> **Stored entries**
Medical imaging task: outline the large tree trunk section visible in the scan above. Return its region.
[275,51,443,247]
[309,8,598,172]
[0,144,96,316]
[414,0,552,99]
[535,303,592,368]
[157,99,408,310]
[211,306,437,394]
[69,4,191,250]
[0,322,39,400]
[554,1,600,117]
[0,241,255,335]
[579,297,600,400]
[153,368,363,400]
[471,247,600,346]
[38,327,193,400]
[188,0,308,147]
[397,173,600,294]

> **Set task**
Retype each of the rows above with no changes at all.

> **Correct answer**
Medical imaging task: outline the large tree trunk section visible in the scan above. Return its region.
[275,51,443,247]
[309,8,598,172]
[0,144,96,316]
[414,0,552,99]
[535,303,592,368]
[157,99,408,310]
[211,306,437,394]
[69,4,191,250]
[0,322,39,400]
[554,1,600,117]
[0,241,255,335]
[579,297,600,400]
[153,368,363,400]
[471,247,600,346]
[38,327,193,400]
[188,0,308,147]
[397,173,600,294]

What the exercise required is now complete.